▶ [Extrait de page]
Un appel à bloquer «toute la France» mercredi 10 septembre a été largement relayé sur les réseaux sociaux ces dernières semaines, par des politiques de gauche et des syndicats. Qui en est à l’origine? A quoi peut-on s’attendre? Décryptage.
1. Quelle est l’origine du mouvement?
«Le 10 septembre, la France s’arrête: plus de résignation, plus de division»: le 21 mai dernier, ce message est publié lors du lancement du canal Telegram du collectif «Les Essentiels France», par un entrepreneur du Nord. Sur le site Internet de ce collectif, on peut voir un compte à rebours jusqu’à la date fatidique de mercredi, mais aussi un appel à la destitution d’Emmanuel Macron, un plan pour «rendre la France à ses citoyens» en sortant notamment de l’Union européenne ou encore des revendications telles que «sauver nos petites entreprises». «Ce collectif est plutôt identifié comme proche de la mouvance d’extrême droite, souverainiste, voire complotiste», analyse le sociologue Stéphane Sirot, spécialiste des mouvements sociaux.

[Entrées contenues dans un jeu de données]

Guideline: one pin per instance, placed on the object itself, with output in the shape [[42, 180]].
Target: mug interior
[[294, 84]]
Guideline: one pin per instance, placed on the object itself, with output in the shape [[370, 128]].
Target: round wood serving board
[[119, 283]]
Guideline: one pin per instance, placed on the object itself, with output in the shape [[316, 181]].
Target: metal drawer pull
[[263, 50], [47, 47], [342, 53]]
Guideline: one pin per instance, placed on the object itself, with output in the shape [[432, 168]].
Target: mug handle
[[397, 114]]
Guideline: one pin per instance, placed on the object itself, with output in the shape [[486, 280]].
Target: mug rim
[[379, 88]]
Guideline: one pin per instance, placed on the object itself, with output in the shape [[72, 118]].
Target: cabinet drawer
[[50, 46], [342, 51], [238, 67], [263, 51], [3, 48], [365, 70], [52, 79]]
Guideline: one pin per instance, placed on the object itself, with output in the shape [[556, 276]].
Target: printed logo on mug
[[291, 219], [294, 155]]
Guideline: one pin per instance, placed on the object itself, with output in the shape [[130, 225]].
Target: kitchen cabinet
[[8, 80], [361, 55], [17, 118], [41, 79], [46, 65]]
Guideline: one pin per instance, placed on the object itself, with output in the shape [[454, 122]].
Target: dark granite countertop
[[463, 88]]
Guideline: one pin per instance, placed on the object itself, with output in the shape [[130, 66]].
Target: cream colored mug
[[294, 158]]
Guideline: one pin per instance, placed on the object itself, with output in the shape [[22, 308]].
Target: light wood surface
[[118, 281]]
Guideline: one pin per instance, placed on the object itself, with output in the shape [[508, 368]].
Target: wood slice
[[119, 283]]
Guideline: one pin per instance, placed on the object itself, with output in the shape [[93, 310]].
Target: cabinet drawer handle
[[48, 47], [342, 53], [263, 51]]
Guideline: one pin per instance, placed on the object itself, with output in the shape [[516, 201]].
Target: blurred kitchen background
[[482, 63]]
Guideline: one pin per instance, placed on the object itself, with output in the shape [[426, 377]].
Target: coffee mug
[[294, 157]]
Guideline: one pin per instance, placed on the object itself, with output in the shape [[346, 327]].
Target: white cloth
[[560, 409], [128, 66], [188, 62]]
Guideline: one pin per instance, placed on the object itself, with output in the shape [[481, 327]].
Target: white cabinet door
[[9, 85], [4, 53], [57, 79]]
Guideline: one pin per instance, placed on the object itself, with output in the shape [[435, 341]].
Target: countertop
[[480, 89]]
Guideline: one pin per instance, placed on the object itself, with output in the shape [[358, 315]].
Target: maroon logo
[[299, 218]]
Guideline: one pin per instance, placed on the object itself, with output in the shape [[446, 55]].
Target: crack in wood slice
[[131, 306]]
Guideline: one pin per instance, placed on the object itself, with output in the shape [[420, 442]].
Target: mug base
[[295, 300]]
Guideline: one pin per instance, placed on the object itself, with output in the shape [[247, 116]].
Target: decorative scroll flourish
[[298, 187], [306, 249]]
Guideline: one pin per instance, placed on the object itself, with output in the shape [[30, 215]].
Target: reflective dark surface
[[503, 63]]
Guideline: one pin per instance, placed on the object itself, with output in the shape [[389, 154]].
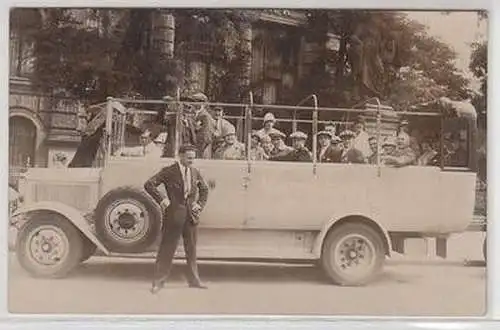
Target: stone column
[[246, 53], [332, 48], [164, 32]]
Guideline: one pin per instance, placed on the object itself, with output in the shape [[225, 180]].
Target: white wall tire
[[49, 246], [353, 254], [127, 220]]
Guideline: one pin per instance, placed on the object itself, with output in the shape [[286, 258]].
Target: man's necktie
[[187, 186]]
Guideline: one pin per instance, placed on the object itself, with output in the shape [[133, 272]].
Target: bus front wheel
[[49, 246], [352, 254]]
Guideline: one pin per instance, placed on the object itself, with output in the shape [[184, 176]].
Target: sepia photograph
[[231, 161]]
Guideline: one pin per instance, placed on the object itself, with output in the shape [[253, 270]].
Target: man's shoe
[[198, 286]]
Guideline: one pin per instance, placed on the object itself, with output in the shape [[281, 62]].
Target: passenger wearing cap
[[151, 148], [350, 155], [372, 159], [266, 144], [279, 146], [256, 150], [205, 125], [402, 155], [361, 137], [327, 153], [458, 156], [403, 129], [330, 127], [221, 124], [231, 149], [269, 122], [300, 153], [428, 156]]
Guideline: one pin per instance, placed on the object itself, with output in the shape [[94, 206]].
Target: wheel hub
[[354, 254], [48, 245], [126, 220]]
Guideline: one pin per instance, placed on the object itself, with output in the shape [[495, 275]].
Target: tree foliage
[[405, 64], [111, 52]]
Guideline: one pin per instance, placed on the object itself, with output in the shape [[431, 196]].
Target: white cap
[[269, 117], [298, 135], [229, 129], [161, 138]]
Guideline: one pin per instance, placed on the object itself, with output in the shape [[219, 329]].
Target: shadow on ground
[[226, 272]]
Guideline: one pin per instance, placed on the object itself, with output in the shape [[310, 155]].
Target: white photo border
[[55, 322]]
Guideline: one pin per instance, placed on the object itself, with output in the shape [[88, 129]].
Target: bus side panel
[[457, 200], [268, 244], [226, 207], [406, 199]]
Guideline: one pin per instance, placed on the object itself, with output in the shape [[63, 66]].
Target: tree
[[92, 54], [374, 47]]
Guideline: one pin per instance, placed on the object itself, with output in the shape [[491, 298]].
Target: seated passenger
[[349, 153], [300, 153], [428, 155], [269, 122], [372, 159], [266, 144], [231, 149], [361, 138], [279, 146], [389, 148], [149, 147], [458, 155], [256, 150], [403, 155], [221, 125], [327, 153]]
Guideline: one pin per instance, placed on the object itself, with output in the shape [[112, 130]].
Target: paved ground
[[406, 288]]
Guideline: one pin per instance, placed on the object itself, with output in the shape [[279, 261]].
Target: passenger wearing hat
[[350, 155], [361, 137], [327, 153], [231, 149], [205, 126], [403, 129], [458, 155], [300, 153], [256, 150], [401, 155], [266, 144], [150, 147], [221, 125], [268, 125], [278, 141], [372, 159]]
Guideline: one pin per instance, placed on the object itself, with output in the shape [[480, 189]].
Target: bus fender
[[70, 213], [318, 244]]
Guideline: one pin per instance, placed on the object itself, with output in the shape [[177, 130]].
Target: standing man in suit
[[187, 195]]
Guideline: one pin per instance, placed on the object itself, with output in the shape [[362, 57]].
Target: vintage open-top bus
[[347, 217]]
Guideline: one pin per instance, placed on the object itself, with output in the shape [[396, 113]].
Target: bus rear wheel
[[49, 246], [353, 254]]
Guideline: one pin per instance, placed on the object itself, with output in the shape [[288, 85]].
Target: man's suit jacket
[[331, 155], [179, 209], [352, 156]]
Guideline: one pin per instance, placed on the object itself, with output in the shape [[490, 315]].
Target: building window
[[21, 56], [22, 142]]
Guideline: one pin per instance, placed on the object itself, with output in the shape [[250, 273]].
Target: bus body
[[259, 210]]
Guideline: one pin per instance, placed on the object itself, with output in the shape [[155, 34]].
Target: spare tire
[[127, 220]]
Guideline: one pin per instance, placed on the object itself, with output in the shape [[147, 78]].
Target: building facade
[[44, 130]]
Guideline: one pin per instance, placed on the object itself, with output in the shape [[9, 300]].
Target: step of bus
[[459, 247]]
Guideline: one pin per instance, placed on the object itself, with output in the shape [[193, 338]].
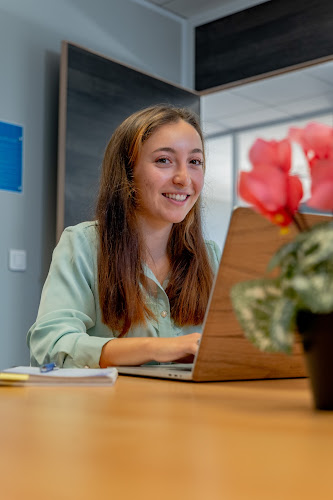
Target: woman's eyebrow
[[171, 150]]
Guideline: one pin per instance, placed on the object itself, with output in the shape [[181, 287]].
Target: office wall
[[30, 35]]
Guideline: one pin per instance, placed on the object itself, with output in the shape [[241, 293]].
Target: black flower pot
[[316, 331]]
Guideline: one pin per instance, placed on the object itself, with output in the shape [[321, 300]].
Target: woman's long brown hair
[[122, 283]]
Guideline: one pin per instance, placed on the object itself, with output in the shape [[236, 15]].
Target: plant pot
[[316, 331]]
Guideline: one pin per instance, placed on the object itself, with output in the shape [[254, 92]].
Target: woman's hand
[[139, 350]]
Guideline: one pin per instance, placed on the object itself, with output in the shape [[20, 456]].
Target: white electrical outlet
[[17, 260]]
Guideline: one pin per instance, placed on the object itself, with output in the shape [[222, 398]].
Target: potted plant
[[297, 293]]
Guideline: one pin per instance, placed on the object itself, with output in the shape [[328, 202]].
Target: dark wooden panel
[[265, 38], [99, 94]]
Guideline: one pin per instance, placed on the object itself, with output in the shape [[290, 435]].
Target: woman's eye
[[164, 161], [196, 162]]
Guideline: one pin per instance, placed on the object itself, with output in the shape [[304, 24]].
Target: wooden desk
[[151, 439]]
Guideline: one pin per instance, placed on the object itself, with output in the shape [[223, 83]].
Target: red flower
[[322, 185], [316, 140], [272, 191], [273, 153]]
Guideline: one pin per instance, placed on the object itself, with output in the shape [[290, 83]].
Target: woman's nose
[[182, 177]]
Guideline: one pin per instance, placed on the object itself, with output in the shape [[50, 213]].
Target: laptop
[[224, 352]]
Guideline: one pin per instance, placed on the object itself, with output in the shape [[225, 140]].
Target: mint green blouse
[[69, 329]]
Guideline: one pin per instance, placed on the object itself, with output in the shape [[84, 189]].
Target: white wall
[[30, 37]]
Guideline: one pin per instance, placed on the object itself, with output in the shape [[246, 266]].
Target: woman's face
[[168, 174]]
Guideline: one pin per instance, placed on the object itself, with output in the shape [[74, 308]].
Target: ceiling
[[189, 8], [288, 96]]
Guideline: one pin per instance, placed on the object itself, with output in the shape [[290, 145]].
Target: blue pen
[[48, 367]]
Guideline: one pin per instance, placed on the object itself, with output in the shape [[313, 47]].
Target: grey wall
[[30, 35]]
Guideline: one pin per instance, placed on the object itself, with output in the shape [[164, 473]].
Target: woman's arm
[[136, 351]]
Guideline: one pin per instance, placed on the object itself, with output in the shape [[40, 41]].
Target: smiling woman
[[124, 289]]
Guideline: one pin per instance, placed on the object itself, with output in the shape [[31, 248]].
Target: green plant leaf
[[282, 324], [314, 291], [255, 303]]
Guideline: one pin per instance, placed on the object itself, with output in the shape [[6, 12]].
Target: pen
[[48, 367]]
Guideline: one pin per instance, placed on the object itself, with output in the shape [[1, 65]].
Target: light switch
[[17, 260]]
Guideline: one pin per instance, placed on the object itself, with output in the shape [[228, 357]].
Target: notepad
[[28, 375]]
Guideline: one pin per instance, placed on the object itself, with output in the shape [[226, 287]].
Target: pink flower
[[316, 140], [272, 191], [322, 185], [273, 153]]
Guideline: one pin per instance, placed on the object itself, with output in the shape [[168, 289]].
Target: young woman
[[133, 286]]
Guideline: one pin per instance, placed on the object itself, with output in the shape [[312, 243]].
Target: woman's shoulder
[[81, 235], [214, 253]]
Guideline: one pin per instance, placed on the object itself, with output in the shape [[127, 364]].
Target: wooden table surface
[[155, 439]]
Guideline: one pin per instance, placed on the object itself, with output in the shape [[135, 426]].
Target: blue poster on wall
[[11, 156]]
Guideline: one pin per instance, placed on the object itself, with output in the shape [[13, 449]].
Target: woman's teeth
[[177, 197]]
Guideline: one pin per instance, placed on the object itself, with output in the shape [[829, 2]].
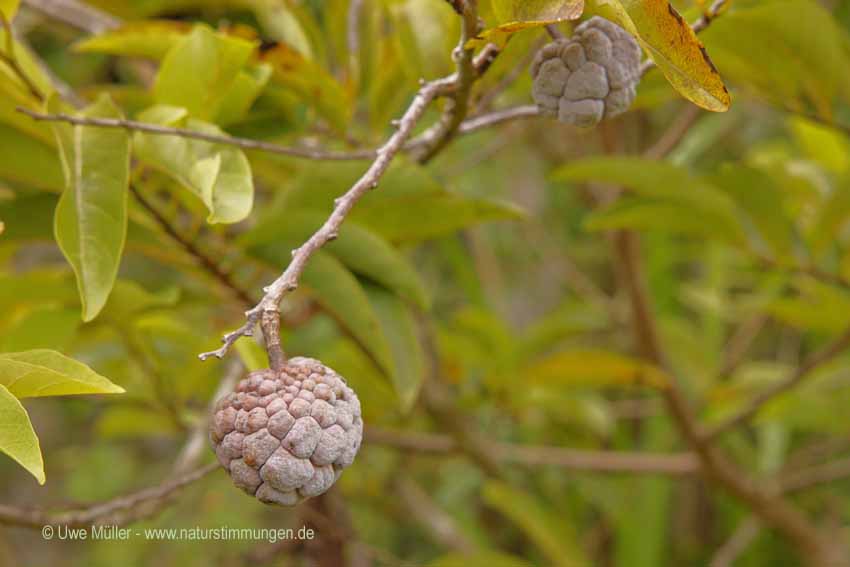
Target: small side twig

▶ [Exercice 1] Dans l'article sur l'appel au blocage du 10 septembre, reprenez le passage qui commence aux mots « Un appel à bloquer » et s'arrête après « l’origine du mouvement? », en remplaçant « réseaux sociaux » par « plateformes en ligne ».
▶ [Exercice 2] Recopiez fidèlement les lignes des entrées, en commençant à la ligne qui contient « shape [[358, 315]]. » et en vous arrêtant après celle qui contient « [[187, 186]] ». Laissez les images de côté.
L'article et les entrées forment deux ensembles indépendants.

▶ [Résultat final 1]
Un appel à bloquer «toute la France» mercredi 10 septembre a été largement relayé sur les plateformes en ligne ces dernières semaines, par des politiques de gauche et des syndicats. Qui en est à l’origine? A quoi peut-on s’attendre? Décryptage.
1. Quelle est l’origine du mouvement?

▶ [Résultat final 2]
Guideline: one pin per instance, placed on the object itself, with output in the shape [[358, 315]].
Target: maroon logo
[[299, 218]]
Guideline: one pin per instance, placed on the object itself, with output in the shape [[446, 55]].
Target: crack in wood slice
[[131, 306]]
Guideline: one pin per instance, placed on the object itself, with output in the shape [[420, 442]].
Target: mug base
[[295, 300]]
Guideline: one pin per instance, placed on the object itself, with output in the shape [[247, 116]].
Target: decorative scroll flourish
[[298, 187], [306, 249]]
Guideline: one pin per instance, placed on the object itself, with output in the shape [[30, 215]].
Target: reflective dark surface
[[503, 63]]
Guideline: one pin per instance, placed on the object itself, with output in the shape [[389, 154]].
Target: stone column
[[246, 53], [332, 48], [164, 32]]
Guideline: one pin per instance, placed on the object itself, with output in the shape [[225, 180]].
Target: white wall tire
[[49, 246], [353, 254], [127, 220]]
Guideline: one pin per instance, placed on the object itself, with output in the shape [[286, 258]].
Target: man's necktie
[[187, 186]]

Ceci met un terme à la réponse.